Informe, copiando-as, todas as linhas abaixo em que aparece a palavra "smartphone". A diferença entre maiúsculas e minúsculas conta.

Trechos de um conjunto de dados de detecção:
────────────────────────────────────────

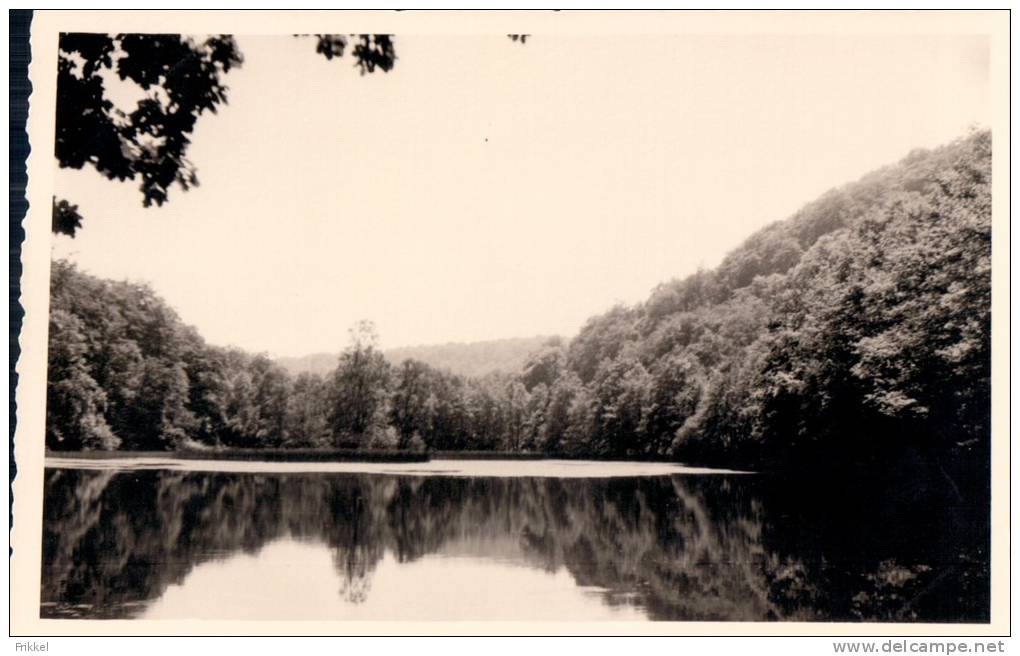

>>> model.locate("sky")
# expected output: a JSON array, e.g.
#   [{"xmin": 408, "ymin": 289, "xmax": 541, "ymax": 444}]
[{"xmin": 52, "ymin": 35, "xmax": 990, "ymax": 356}]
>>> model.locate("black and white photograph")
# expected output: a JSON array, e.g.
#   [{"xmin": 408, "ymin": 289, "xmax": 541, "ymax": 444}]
[{"xmin": 11, "ymin": 11, "xmax": 1010, "ymax": 635}]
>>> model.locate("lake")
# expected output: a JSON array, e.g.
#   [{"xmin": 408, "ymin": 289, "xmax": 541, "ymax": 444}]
[{"xmin": 40, "ymin": 458, "xmax": 989, "ymax": 621}]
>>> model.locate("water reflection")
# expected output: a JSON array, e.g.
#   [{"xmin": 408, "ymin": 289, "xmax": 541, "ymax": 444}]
[{"xmin": 41, "ymin": 469, "xmax": 988, "ymax": 621}]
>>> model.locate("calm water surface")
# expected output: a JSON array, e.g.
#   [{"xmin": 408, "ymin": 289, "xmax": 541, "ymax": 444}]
[{"xmin": 41, "ymin": 461, "xmax": 988, "ymax": 621}]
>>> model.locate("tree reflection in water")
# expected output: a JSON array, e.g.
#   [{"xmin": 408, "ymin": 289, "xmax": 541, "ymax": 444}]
[{"xmin": 42, "ymin": 469, "xmax": 988, "ymax": 621}]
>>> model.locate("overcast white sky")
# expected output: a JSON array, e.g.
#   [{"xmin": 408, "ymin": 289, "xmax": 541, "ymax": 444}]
[{"xmin": 53, "ymin": 35, "xmax": 990, "ymax": 355}]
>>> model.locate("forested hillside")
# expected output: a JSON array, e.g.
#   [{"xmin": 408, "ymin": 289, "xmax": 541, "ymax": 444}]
[
  {"xmin": 47, "ymin": 133, "xmax": 991, "ymax": 466},
  {"xmin": 276, "ymin": 335, "xmax": 559, "ymax": 377}
]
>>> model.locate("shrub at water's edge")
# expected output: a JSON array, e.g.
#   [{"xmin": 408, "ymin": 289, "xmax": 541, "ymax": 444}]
[{"xmin": 46, "ymin": 132, "xmax": 991, "ymax": 477}]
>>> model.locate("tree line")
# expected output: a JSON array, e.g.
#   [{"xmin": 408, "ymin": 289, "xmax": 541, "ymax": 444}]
[{"xmin": 47, "ymin": 132, "xmax": 991, "ymax": 465}]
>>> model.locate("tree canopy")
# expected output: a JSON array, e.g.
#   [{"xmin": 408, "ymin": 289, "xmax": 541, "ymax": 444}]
[
  {"xmin": 47, "ymin": 133, "xmax": 991, "ymax": 475},
  {"xmin": 53, "ymin": 33, "xmax": 397, "ymax": 237}
]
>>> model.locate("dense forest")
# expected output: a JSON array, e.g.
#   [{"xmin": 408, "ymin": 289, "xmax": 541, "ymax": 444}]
[{"xmin": 46, "ymin": 132, "xmax": 991, "ymax": 466}]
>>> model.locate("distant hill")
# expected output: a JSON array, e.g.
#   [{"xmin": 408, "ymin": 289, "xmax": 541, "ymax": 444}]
[{"xmin": 276, "ymin": 335, "xmax": 560, "ymax": 376}]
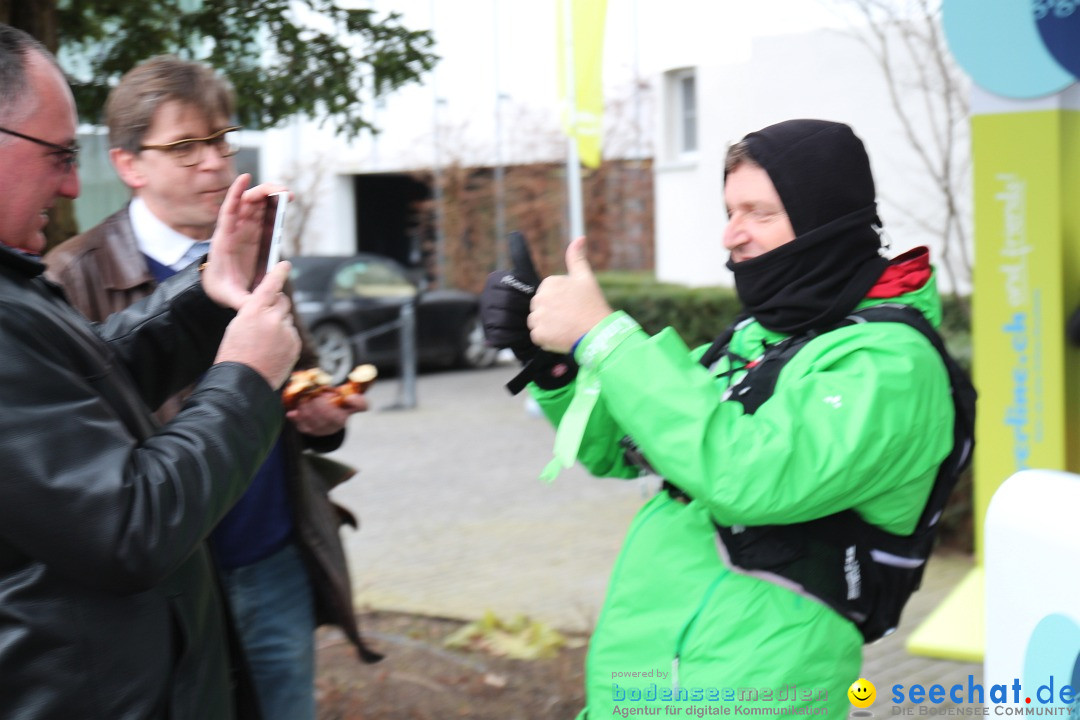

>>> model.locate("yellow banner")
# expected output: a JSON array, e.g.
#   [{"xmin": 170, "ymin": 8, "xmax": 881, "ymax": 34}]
[
  {"xmin": 555, "ymin": 0, "xmax": 607, "ymax": 167},
  {"xmin": 972, "ymin": 110, "xmax": 1080, "ymax": 555}
]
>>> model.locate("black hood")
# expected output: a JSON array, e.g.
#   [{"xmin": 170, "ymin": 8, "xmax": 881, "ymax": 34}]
[{"xmin": 725, "ymin": 120, "xmax": 888, "ymax": 334}]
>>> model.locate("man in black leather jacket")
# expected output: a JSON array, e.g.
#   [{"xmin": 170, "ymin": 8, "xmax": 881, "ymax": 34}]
[{"xmin": 0, "ymin": 25, "xmax": 299, "ymax": 720}]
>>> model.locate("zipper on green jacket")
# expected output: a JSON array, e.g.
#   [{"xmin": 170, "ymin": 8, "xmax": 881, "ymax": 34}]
[
  {"xmin": 672, "ymin": 569, "xmax": 730, "ymax": 692},
  {"xmin": 585, "ymin": 493, "xmax": 674, "ymax": 702}
]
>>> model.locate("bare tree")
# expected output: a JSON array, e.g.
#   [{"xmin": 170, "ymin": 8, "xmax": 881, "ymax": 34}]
[
  {"xmin": 833, "ymin": 0, "xmax": 972, "ymax": 306},
  {"xmin": 418, "ymin": 85, "xmax": 653, "ymax": 290}
]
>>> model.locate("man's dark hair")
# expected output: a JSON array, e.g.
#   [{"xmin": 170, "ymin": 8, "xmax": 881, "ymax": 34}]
[
  {"xmin": 0, "ymin": 23, "xmax": 59, "ymax": 123},
  {"xmin": 105, "ymin": 55, "xmax": 233, "ymax": 152},
  {"xmin": 724, "ymin": 140, "xmax": 760, "ymax": 178}
]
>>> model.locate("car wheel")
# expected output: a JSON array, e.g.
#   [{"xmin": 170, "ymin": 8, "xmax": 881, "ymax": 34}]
[
  {"xmin": 311, "ymin": 323, "xmax": 356, "ymax": 385},
  {"xmin": 458, "ymin": 315, "xmax": 499, "ymax": 368}
]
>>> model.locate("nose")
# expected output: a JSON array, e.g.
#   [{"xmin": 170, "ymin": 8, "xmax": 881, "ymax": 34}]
[
  {"xmin": 198, "ymin": 145, "xmax": 232, "ymax": 171},
  {"xmin": 56, "ymin": 166, "xmax": 79, "ymax": 200},
  {"xmin": 724, "ymin": 213, "xmax": 750, "ymax": 250}
]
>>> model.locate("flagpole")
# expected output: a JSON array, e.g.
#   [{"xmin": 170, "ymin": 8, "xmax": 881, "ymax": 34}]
[{"xmin": 563, "ymin": 0, "xmax": 585, "ymax": 242}]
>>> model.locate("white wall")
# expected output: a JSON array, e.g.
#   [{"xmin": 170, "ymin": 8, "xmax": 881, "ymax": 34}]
[{"xmin": 656, "ymin": 29, "xmax": 976, "ymax": 293}]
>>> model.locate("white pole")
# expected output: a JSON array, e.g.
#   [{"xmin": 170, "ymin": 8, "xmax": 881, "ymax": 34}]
[
  {"xmin": 563, "ymin": 0, "xmax": 585, "ymax": 243},
  {"xmin": 491, "ymin": 0, "xmax": 508, "ymax": 268},
  {"xmin": 430, "ymin": 0, "xmax": 447, "ymax": 288}
]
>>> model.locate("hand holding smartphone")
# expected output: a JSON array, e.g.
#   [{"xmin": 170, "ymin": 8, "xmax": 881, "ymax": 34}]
[{"xmin": 252, "ymin": 191, "xmax": 288, "ymax": 289}]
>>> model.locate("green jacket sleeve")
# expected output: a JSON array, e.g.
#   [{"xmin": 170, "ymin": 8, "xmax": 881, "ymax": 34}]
[{"xmin": 533, "ymin": 310, "xmax": 953, "ymax": 532}]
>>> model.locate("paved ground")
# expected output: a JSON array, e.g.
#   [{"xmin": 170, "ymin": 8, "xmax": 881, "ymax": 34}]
[{"xmin": 335, "ymin": 366, "xmax": 983, "ymax": 705}]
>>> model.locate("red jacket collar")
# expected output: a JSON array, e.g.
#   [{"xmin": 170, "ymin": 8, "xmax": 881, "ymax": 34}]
[{"xmin": 866, "ymin": 247, "xmax": 932, "ymax": 299}]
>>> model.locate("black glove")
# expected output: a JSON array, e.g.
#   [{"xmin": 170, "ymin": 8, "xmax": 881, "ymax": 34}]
[
  {"xmin": 480, "ymin": 270, "xmax": 540, "ymax": 363},
  {"xmin": 480, "ymin": 232, "xmax": 578, "ymax": 395}
]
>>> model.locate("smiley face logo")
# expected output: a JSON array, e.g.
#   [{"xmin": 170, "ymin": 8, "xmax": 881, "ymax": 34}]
[{"xmin": 848, "ymin": 678, "xmax": 877, "ymax": 707}]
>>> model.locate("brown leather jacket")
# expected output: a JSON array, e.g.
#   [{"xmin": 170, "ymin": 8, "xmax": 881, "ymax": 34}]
[{"xmin": 44, "ymin": 206, "xmax": 381, "ymax": 662}]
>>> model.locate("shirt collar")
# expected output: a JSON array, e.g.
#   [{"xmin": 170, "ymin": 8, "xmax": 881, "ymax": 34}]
[{"xmin": 127, "ymin": 198, "xmax": 209, "ymax": 268}]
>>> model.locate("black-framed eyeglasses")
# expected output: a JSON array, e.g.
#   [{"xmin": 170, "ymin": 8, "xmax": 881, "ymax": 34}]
[
  {"xmin": 138, "ymin": 125, "xmax": 241, "ymax": 167},
  {"xmin": 0, "ymin": 127, "xmax": 80, "ymax": 173}
]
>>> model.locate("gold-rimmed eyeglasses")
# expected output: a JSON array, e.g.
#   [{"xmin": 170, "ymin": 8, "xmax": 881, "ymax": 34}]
[
  {"xmin": 0, "ymin": 127, "xmax": 79, "ymax": 173},
  {"xmin": 138, "ymin": 125, "xmax": 241, "ymax": 167}
]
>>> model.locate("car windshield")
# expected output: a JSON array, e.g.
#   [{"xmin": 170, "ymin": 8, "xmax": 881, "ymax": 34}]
[
  {"xmin": 289, "ymin": 258, "xmax": 339, "ymax": 291},
  {"xmin": 334, "ymin": 260, "xmax": 417, "ymax": 298}
]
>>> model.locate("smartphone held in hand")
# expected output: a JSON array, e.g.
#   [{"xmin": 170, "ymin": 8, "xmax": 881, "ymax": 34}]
[{"xmin": 252, "ymin": 191, "xmax": 288, "ymax": 288}]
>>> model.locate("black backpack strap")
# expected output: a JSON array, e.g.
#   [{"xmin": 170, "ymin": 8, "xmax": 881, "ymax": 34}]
[{"xmin": 850, "ymin": 302, "xmax": 977, "ymax": 528}]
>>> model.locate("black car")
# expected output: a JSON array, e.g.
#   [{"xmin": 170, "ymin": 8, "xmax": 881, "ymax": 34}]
[{"xmin": 289, "ymin": 254, "xmax": 497, "ymax": 384}]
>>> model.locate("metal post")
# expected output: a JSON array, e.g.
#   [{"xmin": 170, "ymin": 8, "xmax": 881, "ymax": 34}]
[
  {"xmin": 491, "ymin": 0, "xmax": 507, "ymax": 268},
  {"xmin": 563, "ymin": 0, "xmax": 585, "ymax": 243},
  {"xmin": 395, "ymin": 301, "xmax": 417, "ymax": 410}
]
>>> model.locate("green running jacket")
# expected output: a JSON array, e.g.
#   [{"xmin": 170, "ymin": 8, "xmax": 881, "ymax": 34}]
[{"xmin": 530, "ymin": 277, "xmax": 954, "ymax": 720}]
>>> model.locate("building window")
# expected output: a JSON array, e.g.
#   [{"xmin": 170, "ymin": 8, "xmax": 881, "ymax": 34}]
[{"xmin": 667, "ymin": 68, "xmax": 698, "ymax": 160}]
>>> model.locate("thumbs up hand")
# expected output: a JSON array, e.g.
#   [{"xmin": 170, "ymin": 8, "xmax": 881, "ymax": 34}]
[{"xmin": 528, "ymin": 237, "xmax": 611, "ymax": 353}]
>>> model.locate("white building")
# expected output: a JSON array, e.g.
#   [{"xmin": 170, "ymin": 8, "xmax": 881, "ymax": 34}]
[{"xmin": 79, "ymin": 0, "xmax": 972, "ymax": 293}]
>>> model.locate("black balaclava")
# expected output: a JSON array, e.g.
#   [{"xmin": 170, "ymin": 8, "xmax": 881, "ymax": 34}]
[{"xmin": 725, "ymin": 120, "xmax": 889, "ymax": 335}]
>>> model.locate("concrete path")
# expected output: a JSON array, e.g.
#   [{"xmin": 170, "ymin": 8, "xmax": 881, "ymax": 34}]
[{"xmin": 335, "ymin": 365, "xmax": 982, "ymax": 699}]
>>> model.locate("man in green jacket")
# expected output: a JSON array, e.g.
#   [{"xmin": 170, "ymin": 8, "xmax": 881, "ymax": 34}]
[{"xmin": 484, "ymin": 120, "xmax": 955, "ymax": 720}]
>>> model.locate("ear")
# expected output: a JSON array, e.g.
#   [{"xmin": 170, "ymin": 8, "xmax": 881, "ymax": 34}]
[{"xmin": 109, "ymin": 148, "xmax": 147, "ymax": 190}]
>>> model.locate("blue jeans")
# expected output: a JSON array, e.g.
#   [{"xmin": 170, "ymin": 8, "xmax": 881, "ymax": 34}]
[{"xmin": 221, "ymin": 543, "xmax": 315, "ymax": 720}]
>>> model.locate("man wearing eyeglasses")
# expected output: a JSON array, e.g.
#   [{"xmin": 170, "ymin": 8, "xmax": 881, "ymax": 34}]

────────────────────────────────────────

_RESULTADO OBTIDO:_
>>> model.locate("hand holding smartphone")
>>> model.locate("smartphone held in hand")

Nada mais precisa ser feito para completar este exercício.